Count the lines in the records below that contain the string "plant", treating uppercase and lowercase as different. Reply with the number alone.
◇ ◇ ◇ ◇ ◇ ◇ ◇
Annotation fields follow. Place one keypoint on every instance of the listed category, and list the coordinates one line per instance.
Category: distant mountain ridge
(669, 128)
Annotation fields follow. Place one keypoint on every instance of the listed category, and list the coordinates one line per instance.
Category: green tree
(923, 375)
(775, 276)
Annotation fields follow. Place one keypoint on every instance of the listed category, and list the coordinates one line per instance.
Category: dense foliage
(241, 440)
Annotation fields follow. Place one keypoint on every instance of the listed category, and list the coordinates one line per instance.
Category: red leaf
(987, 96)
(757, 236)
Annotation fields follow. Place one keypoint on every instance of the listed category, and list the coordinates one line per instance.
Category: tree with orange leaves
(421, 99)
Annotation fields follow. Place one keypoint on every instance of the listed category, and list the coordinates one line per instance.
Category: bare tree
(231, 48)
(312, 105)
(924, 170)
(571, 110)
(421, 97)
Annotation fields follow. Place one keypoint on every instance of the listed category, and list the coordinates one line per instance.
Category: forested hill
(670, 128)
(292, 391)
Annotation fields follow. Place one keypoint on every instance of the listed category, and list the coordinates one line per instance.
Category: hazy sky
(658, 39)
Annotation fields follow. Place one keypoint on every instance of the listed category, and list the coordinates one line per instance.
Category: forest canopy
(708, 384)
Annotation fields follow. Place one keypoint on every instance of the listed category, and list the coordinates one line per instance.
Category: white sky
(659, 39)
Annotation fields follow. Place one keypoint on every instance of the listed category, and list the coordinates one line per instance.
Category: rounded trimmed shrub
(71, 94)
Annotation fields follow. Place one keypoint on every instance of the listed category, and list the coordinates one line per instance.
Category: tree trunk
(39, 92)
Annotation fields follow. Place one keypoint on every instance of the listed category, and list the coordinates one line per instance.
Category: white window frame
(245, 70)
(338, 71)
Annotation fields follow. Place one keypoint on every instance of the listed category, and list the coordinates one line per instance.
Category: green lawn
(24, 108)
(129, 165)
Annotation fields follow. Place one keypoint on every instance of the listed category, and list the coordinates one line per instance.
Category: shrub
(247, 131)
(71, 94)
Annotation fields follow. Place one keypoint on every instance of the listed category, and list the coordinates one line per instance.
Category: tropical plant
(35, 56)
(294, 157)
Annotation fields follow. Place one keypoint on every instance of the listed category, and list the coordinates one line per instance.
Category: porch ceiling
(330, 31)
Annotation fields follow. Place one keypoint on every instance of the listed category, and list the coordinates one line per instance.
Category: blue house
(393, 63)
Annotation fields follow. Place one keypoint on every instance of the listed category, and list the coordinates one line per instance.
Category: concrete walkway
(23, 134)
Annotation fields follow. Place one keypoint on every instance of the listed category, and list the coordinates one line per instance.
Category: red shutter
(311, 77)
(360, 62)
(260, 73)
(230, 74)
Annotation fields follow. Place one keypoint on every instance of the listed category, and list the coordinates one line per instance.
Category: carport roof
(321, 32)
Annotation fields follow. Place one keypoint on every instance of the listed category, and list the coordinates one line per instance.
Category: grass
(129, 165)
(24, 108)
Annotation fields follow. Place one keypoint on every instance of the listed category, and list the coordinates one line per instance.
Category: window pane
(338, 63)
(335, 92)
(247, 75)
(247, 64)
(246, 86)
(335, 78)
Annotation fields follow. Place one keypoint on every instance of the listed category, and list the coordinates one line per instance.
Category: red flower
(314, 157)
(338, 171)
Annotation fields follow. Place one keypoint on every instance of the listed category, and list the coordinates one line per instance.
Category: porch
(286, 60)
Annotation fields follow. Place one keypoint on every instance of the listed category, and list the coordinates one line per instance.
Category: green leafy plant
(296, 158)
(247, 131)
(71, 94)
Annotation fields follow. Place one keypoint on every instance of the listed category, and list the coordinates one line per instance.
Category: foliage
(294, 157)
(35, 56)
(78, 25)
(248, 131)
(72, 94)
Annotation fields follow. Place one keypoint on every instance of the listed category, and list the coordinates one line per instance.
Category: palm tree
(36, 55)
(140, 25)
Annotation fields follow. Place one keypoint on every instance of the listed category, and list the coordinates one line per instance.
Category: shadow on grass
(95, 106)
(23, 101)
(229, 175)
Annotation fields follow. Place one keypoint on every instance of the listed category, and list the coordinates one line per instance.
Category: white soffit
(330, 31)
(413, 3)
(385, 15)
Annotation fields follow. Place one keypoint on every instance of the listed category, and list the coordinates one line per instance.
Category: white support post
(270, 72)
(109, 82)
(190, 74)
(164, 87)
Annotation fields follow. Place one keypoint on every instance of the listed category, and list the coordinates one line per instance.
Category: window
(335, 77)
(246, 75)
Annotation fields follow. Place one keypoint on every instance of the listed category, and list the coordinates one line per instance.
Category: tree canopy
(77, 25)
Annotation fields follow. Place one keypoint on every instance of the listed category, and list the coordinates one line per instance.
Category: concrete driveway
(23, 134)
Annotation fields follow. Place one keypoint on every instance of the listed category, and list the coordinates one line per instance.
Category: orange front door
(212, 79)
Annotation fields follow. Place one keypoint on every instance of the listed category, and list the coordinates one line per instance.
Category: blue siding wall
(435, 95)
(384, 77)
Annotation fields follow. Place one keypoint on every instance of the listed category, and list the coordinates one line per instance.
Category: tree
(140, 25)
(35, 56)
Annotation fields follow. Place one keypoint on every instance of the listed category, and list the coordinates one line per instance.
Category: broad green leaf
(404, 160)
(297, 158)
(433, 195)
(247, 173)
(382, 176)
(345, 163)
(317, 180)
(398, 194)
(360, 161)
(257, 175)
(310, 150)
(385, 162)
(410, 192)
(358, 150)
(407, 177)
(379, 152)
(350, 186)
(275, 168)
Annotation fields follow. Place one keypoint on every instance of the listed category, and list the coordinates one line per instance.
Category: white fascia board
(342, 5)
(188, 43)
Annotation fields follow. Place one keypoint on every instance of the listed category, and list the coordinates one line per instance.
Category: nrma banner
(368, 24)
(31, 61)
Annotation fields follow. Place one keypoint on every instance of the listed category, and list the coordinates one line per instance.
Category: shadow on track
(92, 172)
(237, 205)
◇ ◇ ◇ ◇ ◇ ◇ ◇
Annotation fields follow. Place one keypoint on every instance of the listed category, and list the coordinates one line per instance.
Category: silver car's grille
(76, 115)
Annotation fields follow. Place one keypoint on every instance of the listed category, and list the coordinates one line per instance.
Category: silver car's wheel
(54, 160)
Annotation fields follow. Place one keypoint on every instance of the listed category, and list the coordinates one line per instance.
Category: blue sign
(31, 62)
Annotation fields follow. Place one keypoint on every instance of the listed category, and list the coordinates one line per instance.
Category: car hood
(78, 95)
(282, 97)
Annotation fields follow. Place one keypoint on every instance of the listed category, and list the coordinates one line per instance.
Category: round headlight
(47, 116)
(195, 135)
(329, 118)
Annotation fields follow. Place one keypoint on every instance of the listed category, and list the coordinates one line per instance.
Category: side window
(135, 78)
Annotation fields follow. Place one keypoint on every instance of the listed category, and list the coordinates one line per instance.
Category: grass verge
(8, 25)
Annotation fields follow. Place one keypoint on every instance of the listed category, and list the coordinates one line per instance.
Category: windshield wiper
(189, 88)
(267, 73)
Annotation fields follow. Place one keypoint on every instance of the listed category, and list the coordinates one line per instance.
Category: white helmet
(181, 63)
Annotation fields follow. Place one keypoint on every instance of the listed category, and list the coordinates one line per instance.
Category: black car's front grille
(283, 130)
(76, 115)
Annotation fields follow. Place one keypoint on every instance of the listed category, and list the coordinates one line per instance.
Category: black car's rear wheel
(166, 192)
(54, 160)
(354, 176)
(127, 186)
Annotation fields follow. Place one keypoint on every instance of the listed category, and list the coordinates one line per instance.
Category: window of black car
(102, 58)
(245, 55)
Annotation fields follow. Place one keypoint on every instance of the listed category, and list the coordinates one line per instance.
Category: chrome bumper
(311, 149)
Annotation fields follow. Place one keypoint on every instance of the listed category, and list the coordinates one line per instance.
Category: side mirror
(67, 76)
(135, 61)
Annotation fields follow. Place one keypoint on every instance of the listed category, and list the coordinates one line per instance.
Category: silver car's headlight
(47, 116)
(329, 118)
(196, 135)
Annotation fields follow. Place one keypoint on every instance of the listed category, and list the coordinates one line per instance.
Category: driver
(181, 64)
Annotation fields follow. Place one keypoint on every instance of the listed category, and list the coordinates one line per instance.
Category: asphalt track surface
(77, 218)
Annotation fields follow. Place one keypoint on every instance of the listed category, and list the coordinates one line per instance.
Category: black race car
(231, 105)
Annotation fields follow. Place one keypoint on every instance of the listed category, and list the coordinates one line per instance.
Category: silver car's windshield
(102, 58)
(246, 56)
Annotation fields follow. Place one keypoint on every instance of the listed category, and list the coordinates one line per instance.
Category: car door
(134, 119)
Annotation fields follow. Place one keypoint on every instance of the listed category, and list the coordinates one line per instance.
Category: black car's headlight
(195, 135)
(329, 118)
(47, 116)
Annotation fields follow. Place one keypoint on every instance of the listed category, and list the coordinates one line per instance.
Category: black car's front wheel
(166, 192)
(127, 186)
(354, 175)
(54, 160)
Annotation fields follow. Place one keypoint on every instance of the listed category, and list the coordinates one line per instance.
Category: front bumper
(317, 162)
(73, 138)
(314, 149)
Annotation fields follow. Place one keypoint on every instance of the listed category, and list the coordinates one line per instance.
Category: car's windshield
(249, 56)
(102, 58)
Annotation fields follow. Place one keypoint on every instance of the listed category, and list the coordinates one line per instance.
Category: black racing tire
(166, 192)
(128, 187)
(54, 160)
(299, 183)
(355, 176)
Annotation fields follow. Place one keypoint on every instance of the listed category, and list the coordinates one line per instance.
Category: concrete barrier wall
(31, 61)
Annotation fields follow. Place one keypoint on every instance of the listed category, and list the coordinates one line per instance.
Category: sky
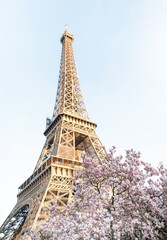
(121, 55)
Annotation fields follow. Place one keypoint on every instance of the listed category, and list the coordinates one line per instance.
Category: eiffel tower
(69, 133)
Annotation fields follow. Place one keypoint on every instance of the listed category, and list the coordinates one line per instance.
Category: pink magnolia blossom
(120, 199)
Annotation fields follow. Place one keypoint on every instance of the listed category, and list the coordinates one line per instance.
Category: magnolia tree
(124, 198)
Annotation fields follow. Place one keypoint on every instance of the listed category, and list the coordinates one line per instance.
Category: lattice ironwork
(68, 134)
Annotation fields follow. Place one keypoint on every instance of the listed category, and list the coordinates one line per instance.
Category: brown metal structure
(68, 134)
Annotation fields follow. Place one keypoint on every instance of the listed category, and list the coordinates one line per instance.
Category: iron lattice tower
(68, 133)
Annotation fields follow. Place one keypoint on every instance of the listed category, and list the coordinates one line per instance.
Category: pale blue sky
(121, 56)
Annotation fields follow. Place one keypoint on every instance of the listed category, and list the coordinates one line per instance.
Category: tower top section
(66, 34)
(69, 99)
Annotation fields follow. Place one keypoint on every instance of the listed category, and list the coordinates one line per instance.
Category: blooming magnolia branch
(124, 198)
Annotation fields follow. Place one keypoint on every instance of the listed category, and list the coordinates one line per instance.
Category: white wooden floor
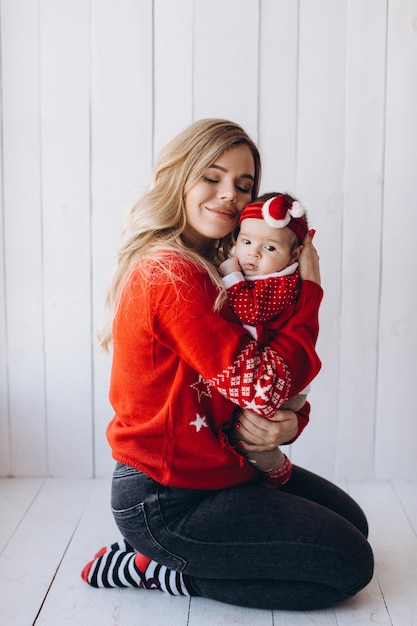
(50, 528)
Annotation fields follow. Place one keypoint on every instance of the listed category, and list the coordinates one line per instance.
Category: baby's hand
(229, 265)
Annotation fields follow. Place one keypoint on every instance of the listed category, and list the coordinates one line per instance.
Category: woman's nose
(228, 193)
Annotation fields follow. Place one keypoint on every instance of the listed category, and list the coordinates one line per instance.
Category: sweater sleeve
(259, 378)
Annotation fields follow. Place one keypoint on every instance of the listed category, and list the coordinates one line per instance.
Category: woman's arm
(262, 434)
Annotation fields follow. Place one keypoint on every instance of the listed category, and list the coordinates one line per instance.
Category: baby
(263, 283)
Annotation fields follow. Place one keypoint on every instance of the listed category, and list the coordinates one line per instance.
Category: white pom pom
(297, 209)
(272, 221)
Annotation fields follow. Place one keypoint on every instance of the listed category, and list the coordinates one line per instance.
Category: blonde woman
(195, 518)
◇ ◇ ◇ ◇ ◇ ◇ ◇
RESPONSE TO THE TASK: 2